• DESCRIPTION OF THE TASK: Reproduce all of the items below word for word, leaving out the pictures.

Recorded data
====
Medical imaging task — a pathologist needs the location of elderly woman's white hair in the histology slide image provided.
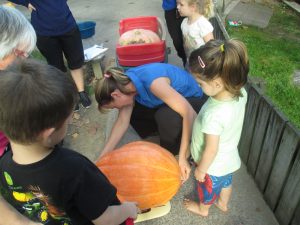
[0,5,36,60]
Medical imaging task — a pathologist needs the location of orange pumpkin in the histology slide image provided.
[96,141,180,210]
[119,29,161,46]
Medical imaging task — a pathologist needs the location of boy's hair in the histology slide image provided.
[0,59,77,144]
[189,39,249,96]
[186,0,214,18]
[95,67,131,111]
[0,6,36,60]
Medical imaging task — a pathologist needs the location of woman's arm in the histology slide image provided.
[93,202,139,225]
[9,0,29,7]
[99,105,133,158]
[203,32,214,43]
[0,195,42,225]
[195,134,220,182]
[150,77,196,181]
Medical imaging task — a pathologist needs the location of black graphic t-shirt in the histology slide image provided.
[0,147,120,225]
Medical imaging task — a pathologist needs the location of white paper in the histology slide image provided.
[84,45,108,61]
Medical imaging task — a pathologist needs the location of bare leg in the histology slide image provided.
[215,185,232,212]
[183,199,211,217]
[70,67,84,92]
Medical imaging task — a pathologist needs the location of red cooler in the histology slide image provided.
[116,16,167,67]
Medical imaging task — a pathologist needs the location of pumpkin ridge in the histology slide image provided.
[99,163,178,176]
[118,184,179,198]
====
• FINAL RESULT:
Medical imaging task — a pathologist needs the location of elderly woman's white hair in the histology slide image provided.
[0,5,36,60]
Medical imaging task — a pathologist needs the location of orange pumpkin in the histology slide image provided.
[96,141,180,210]
[119,29,161,46]
Medical imaging task — a pathologist needs the location of boy's hair in the histology slide image provided.
[0,59,77,144]
[189,39,249,96]
[186,0,214,18]
[95,67,131,111]
[0,6,36,60]
Medical imaging task — a pathologist needs the location of woman's arm in the histology slide image provided.
[93,202,139,225]
[9,0,29,7]
[99,105,133,158]
[203,32,214,43]
[0,195,42,225]
[195,134,220,182]
[150,77,196,181]
Medical imaging task — a pathologist needs the location of black graphic t-shirt in the histology slide image provided.
[0,147,120,225]
Medical imaging task — a pathologist needs the location of white paper in the histology slide image provided.
[84,45,108,61]
Medical imaging task — a pathologist needs the location of bare leg in the histology slide image provided.
[215,185,232,212]
[183,199,211,217]
[70,67,84,92]
Medical imaging task — a pathologist needs the location of red cooler in the histology slide image provided.
[116,16,167,67]
Medical imaging task — a pathologist needs the location of pumpkin ridge in the histology slide image provided.
[99,163,178,176]
[118,184,179,198]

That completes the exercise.